(Data extracted from a collection)
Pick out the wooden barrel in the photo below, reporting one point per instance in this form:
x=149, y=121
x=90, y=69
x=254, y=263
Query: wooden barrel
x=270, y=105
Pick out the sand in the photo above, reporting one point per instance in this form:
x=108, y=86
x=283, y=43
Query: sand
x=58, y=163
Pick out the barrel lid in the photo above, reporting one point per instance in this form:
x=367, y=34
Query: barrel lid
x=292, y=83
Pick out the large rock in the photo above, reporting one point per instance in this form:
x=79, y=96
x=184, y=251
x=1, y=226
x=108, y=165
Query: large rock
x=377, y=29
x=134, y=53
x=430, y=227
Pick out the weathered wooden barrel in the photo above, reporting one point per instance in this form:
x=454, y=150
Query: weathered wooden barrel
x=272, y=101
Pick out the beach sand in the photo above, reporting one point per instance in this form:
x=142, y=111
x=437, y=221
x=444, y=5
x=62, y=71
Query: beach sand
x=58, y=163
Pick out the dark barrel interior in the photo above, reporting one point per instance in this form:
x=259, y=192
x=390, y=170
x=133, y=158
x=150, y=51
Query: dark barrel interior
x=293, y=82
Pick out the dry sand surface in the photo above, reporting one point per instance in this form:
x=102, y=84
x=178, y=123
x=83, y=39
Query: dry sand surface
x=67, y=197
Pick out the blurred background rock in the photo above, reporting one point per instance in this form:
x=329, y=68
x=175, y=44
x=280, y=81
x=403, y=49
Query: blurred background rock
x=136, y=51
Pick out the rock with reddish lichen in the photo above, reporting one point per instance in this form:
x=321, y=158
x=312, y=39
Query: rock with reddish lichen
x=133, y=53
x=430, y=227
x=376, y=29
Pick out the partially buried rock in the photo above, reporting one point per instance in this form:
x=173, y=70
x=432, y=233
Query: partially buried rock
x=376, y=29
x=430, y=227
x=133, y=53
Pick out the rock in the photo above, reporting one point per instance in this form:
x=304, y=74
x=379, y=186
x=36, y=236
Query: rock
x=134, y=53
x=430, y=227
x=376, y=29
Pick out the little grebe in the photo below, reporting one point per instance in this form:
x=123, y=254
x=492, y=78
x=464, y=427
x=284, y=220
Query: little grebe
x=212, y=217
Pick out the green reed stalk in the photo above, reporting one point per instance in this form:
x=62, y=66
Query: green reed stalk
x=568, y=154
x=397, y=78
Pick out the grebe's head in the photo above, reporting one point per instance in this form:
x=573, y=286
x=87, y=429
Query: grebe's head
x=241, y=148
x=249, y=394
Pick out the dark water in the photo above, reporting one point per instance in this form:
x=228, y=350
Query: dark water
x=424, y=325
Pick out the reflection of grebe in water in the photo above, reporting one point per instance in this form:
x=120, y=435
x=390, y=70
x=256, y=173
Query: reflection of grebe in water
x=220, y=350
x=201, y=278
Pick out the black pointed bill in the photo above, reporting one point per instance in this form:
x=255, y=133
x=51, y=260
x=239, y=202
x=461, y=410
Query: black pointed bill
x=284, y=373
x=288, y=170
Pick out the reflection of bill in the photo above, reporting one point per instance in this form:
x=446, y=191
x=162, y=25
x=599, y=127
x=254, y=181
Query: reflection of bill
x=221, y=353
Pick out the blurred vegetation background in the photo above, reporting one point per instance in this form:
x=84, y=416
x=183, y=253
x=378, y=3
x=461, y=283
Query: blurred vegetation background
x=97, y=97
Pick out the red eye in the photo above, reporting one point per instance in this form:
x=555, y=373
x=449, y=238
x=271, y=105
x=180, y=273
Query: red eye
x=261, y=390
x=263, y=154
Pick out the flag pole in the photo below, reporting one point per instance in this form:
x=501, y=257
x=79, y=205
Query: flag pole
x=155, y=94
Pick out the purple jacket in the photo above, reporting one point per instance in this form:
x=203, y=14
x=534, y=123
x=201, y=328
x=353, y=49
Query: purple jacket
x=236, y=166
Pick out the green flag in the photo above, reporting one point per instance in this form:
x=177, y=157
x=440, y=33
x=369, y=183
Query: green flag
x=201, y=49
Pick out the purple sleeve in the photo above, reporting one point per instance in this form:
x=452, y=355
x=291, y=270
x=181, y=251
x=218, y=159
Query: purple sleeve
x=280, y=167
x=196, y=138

## [PROBLEM REQUIREMENTS]
Reproduce each line of the records in which "below" appears.

## [WRITTEN SOLUTION]
Pick out the wooden barrel in the photo below, reporting one point per instance in this form:
Pick out the little grebe in the photo below, reporting one point per instance in this form:
Pick out the flag pole in the photo below, reporting one point per instance in this form:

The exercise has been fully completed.